◆ RECORDS ◆
========================
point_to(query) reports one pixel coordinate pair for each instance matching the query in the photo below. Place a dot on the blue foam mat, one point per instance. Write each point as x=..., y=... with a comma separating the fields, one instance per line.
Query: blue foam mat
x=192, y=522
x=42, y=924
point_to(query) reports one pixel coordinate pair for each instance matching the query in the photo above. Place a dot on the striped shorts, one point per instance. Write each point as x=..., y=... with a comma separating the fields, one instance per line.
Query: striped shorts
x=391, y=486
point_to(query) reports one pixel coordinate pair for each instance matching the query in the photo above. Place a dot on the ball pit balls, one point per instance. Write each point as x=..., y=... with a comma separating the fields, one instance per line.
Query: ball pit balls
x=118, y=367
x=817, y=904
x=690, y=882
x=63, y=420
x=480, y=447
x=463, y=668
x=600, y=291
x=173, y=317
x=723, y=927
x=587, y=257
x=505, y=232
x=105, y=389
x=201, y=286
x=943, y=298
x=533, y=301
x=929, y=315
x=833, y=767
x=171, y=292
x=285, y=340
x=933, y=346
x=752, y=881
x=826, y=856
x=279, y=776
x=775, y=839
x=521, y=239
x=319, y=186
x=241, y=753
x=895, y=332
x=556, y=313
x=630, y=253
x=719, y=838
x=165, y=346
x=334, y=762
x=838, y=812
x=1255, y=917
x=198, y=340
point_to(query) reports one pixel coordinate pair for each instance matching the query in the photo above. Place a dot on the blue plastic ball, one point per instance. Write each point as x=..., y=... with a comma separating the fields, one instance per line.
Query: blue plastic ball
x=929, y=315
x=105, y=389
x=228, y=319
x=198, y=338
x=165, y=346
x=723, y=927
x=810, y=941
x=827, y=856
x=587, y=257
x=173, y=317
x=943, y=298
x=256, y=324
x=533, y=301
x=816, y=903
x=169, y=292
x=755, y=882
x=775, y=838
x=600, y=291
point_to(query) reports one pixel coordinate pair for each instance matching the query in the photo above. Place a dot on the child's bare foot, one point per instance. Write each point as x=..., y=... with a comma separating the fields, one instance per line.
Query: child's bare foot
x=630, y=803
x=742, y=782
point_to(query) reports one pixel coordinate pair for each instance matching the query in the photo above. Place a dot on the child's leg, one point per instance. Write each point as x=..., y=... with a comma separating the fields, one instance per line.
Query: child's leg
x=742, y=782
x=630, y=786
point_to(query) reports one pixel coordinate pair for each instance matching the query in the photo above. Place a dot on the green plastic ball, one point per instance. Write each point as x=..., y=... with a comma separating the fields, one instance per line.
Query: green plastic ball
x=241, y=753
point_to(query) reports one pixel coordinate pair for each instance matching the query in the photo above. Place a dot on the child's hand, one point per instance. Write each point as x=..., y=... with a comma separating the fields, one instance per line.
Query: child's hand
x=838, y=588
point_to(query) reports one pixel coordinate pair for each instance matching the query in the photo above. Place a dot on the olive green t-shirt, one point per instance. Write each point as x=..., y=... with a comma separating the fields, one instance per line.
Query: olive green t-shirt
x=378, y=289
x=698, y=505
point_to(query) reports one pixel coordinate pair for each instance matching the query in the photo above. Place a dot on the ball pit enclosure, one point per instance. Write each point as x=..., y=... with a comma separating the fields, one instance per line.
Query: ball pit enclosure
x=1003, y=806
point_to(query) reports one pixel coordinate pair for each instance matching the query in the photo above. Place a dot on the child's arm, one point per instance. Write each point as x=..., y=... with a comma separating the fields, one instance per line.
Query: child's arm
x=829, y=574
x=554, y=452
========================
Would you please output every record again, exactly?

point_to(query) reports one pixel coordinate pair for each instance matching the query in the photo below. Place a dot on the blue foam mat, one point per instance. Write each point as x=..., y=... with a comma separating the fields, one instance per line.
Query: blue foam mat
x=192, y=522
x=42, y=924
point_to(query) reports one pixel coordinate pair for each instance matching the query in the photo above. Place a dot on the striped shorts, one point per instance. Write each point as x=..., y=... with a comma separating the fields, one instance per line.
Query: striped shorts
x=391, y=486
point_to(query) reports one pixel coordinate pair for each instance matching the query in the photo above. Place a dot on the ball pit balls, one point per instance. Write each point as x=..., y=... with a comma separating the fields, one instance per line.
Query: ball pit balls
x=118, y=367
x=817, y=904
x=690, y=882
x=63, y=420
x=480, y=447
x=463, y=668
x=600, y=291
x=173, y=317
x=723, y=927
x=587, y=257
x=505, y=232
x=105, y=389
x=201, y=286
x=943, y=298
x=533, y=301
x=929, y=315
x=833, y=767
x=171, y=292
x=285, y=340
x=933, y=346
x=752, y=881
x=826, y=856
x=279, y=776
x=775, y=839
x=521, y=239
x=319, y=186
x=241, y=753
x=895, y=332
x=556, y=313
x=630, y=253
x=719, y=838
x=165, y=346
x=334, y=762
x=838, y=812
x=1255, y=917
x=198, y=340
point_to(query) reports one pixel coordinate pair for each instance matching the query in the photo above. Place a dot on the blue plastic ball, one point per instance. Write each point as x=..., y=... with a comma separating the fields, one instance per line.
Query: blue plastic ball
x=929, y=315
x=105, y=389
x=228, y=319
x=198, y=338
x=165, y=346
x=723, y=927
x=810, y=941
x=827, y=856
x=587, y=257
x=173, y=317
x=943, y=298
x=256, y=324
x=533, y=301
x=816, y=903
x=169, y=292
x=755, y=882
x=775, y=838
x=600, y=291
point_to(query) reports one pixel coordinate pair for each instance matching the query in the photo above. Place a dot on the child's bare foot, one point per instance. Write each point as x=..., y=... with a comma separating the fields, one instance per line.
Query: child's bare foot
x=630, y=803
x=742, y=782
point_to(query) reports one pixel coordinate pair for each instance matching the query in the photo above. Place a dot on the child's leg, one point per instance. Write each point as x=..., y=... with a comma separating the fields, one instance per line.
Query: child's leg
x=742, y=782
x=630, y=786
point_to(query) reports one pixel coordinate pair for each instance matching the query in the photo above. Place a dot on the green plastic ball, one point per instance. Write each point as x=..., y=... with a comma separating the fields, one instance per line.
Query: green plastic ball
x=241, y=753
point_to(query) reports one pixel coordinate pair for each instance matching the query in the photo above. Place a dot on the child's hand, one point per instance. Write each point as x=..., y=... with a comma separating the fields, one instance per line.
Query: child's hand
x=838, y=588
point_to(query) reports one pixel coordinate pair for each instance matching the query in the photo above. Place a dot on the olive green t-shirt, one point per instance. Write each point as x=..., y=... with a comma separating the fields, one instance per line.
Query: olive green t-shirt
x=378, y=289
x=698, y=505
point_to(query) reports one pixel coordinate pair for each instance matching the query in the photo above. Place a dot on the ball pit enclosure, one point per instance. Write each point as x=..., y=... with a comma separating the fields, one instance per line.
Query: ball pit enclosure
x=1003, y=806
point_to(query) reports one pixel coordinate pair for each instance matching the query in the photo above. Place a dot on the child's arm, one point per instance. Write each point as x=..., y=... with a comma separating the fields, one instance per line.
Query: child's arm
x=829, y=574
x=554, y=452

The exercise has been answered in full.